Problem statement: Please give the listing again in its entirety, exactly as written.

Dataset records:
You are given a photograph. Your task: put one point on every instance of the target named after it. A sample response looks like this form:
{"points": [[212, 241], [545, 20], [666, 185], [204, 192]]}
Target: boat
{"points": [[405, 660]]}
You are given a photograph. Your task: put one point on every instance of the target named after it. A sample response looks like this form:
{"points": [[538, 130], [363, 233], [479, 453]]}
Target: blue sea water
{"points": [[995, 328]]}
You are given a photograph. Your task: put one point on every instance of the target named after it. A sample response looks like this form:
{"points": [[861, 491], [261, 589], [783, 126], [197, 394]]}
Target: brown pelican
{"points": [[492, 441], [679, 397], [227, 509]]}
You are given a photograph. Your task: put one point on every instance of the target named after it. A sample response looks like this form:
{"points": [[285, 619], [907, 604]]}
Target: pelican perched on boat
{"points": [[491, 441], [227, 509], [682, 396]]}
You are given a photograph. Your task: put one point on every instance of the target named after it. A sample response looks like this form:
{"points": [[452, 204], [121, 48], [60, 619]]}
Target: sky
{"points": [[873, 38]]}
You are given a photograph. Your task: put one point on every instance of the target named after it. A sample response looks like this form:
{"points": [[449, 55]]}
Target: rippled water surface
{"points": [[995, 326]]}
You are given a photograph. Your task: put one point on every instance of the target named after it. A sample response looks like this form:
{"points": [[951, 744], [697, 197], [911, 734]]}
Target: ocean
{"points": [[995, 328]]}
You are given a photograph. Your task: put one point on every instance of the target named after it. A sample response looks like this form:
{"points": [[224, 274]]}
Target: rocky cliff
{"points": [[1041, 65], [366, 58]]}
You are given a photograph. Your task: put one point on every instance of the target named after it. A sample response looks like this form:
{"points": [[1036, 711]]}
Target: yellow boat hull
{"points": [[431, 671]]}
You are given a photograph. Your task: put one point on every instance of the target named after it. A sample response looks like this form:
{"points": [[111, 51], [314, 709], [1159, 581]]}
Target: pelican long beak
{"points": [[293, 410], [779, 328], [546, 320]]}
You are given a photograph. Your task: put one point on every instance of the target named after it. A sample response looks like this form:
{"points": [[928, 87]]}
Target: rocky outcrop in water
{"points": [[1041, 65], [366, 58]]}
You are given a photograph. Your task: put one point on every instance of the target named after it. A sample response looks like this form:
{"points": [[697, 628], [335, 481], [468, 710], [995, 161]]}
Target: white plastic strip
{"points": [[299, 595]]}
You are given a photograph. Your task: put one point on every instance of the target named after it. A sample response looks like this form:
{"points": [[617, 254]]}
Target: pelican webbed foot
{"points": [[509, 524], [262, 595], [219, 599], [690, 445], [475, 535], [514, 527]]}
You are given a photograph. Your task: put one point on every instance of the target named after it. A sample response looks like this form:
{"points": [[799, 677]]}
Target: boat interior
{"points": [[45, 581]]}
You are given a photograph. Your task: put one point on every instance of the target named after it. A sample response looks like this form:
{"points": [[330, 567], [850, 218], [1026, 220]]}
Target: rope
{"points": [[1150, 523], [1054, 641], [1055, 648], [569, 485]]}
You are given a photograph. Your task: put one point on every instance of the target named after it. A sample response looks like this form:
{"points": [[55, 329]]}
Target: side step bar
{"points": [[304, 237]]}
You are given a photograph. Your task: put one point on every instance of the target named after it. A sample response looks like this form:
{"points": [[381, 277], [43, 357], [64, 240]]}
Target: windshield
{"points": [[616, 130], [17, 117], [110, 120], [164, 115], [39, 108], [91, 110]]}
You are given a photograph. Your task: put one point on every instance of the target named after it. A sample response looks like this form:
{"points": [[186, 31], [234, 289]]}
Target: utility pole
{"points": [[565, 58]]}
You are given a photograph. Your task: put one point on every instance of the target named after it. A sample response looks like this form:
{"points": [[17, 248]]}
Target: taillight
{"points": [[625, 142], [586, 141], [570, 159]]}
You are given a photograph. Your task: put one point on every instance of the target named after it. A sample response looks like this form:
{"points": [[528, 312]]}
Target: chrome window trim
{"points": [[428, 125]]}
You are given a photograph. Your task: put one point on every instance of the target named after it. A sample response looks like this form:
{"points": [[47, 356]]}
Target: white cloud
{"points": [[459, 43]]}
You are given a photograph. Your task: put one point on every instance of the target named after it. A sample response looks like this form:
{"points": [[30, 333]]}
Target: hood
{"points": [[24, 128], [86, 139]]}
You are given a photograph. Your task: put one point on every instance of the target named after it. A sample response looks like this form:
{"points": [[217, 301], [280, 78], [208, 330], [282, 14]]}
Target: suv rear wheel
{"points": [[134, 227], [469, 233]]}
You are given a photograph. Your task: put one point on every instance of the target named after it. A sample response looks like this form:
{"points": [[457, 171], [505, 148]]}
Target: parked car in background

Solution for this exercise:
You are given a photograph. Your task: put one point on every instance of the target named after it. A sample response looks like this form:
{"points": [[212, 241], [545, 20], [666, 185], [204, 192]]}
Target: boat
{"points": [[405, 660]]}
You are given a photograph. Your task: put one point on every instance of the target named after it. A sample response looks like this form:
{"points": [[538, 130], [363, 233], [479, 453]]}
Target: blue sea water
{"points": [[995, 328]]}
You are given a photograph. Your task: put one point on every instance of the target named after it. A sample response looks like this form:
{"points": [[861, 491], [261, 589], [783, 126], [197, 394]]}
Target: brown pelican
{"points": [[492, 441], [679, 397], [227, 509]]}
You are given a photograph. Your task: put one point on every instance of the target named after it. A sample response looks like this form:
{"points": [[285, 619], [907, 604]]}
Target: pelican perched on boat
{"points": [[491, 441], [227, 509], [682, 396]]}
You are given a photograph. Your task: put one point on every instance of the target named after it. A sample response looks like this form:
{"points": [[452, 204], [121, 48], [60, 619]]}
Target: sky
{"points": [[873, 38]]}
You are given a photograph. Your task: put one point on every instance of the target named after it. A sample response looks like this form:
{"points": [[449, 55]]}
Target: rippled water surface
{"points": [[995, 326]]}
You are given a photograph. Your task: put one point on every instance of the target named after it. A sample response looks like this form:
{"points": [[951, 744], [697, 197], [911, 734]]}
Target: ocean
{"points": [[995, 328]]}
You are given a photograph. Your task: put one point on every instance of the target named after it. A sample response looks like this form:
{"points": [[224, 274]]}
Target: rocky cliff
{"points": [[1041, 65], [366, 58]]}
You are given a photograph. Your task: put one point on every instance of the target named after it. A sample response looks like this form:
{"points": [[1036, 711]]}
Target: yellow boat hull
{"points": [[431, 671]]}
You are given a photograph. Your task: put one point on every instance of the target named after it. A sample response looks like this form:
{"points": [[111, 51], [314, 709], [1159, 581]]}
Target: pelican long beak
{"points": [[293, 410], [779, 328], [546, 320]]}
You are given a photograph. Your task: put one point on every instance of the target named after it. A sample response looks like this form:
{"points": [[928, 87]]}
Target: rocky outcrop in water
{"points": [[1041, 65], [366, 58]]}
You are given a photograph. Your task: put one point on every instance of the target named after it. A sample response looks like this form:
{"points": [[697, 628], [335, 481], [468, 710], [995, 161]]}
Target: white plastic strip
{"points": [[299, 595]]}
You are given a photograph. Your task: put one point on every instance of the target named after it. A sample response looks like this form:
{"points": [[617, 254]]}
Target: pelican webbed foot
{"points": [[509, 524], [262, 595], [219, 599], [690, 445], [475, 535], [514, 527]]}
You are given a photograph. Your task: put one point on every instance of the target named after it. A sample response looks like this form:
{"points": [[799, 677]]}
Target: boat interior
{"points": [[45, 581]]}
You are given a photograph. Your task: put one point on every instance of the target named after it. A sample response looks like this form:
{"points": [[330, 567], [850, 218], [1026, 220]]}
Target: rope
{"points": [[1150, 523], [1054, 641], [1055, 648], [569, 485]]}
You are given a photograph. Your task: put one point on every instance of the target named after it. A sample response looks like this form:
{"points": [[55, 329]]}
Target: side step bar
{"points": [[304, 237]]}
You are given a photograph. Your task: put one point on every instance of the target named after it. A sample response looks like this form:
{"points": [[381, 277], [43, 357], [64, 240]]}
Target: windshield
{"points": [[616, 130], [17, 117], [110, 120], [164, 115], [39, 108], [91, 110]]}
You are given a photograph. Your task: put one point on every instance of the target named after it. A sample response looks like this form:
{"points": [[186, 31], [234, 289]]}
Target: utility pole
{"points": [[565, 58]]}
You are given a photograph. Your task: put one point on every instance of the target named after it. A sample response looks like this form:
{"points": [[17, 248]]}
Target: taillight
{"points": [[625, 142], [586, 141], [570, 159]]}
You are given a photograph. Your task: put one point on every instance of the target named after it. A sample response looks like this form:
{"points": [[528, 312]]}
Target: chrome window trim
{"points": [[428, 125]]}
You are given a photograph. Your task: put one point on every instance of the target named after it. A sample response looks like this form:
{"points": [[47, 356]]}
Target: white cloud
{"points": [[459, 43]]}
You are given a photograph. Your task: put one point on every instance of the target named after it. A sample response looks like this form:
{"points": [[30, 333]]}
Target: hood
{"points": [[24, 128], [86, 139]]}
You are given a photograph. Your task: put one point on every instance of the target named after it. A sample response looks like this form:
{"points": [[217, 301], [280, 78], [208, 330], [282, 14]]}
Target: suv rear wheel
{"points": [[134, 227], [469, 233]]}
You are given a photograph. Your task: put one point on every instance of the target named after it. A sample response looks like this form:
{"points": [[457, 171], [505, 148]]}
Target: parked car in background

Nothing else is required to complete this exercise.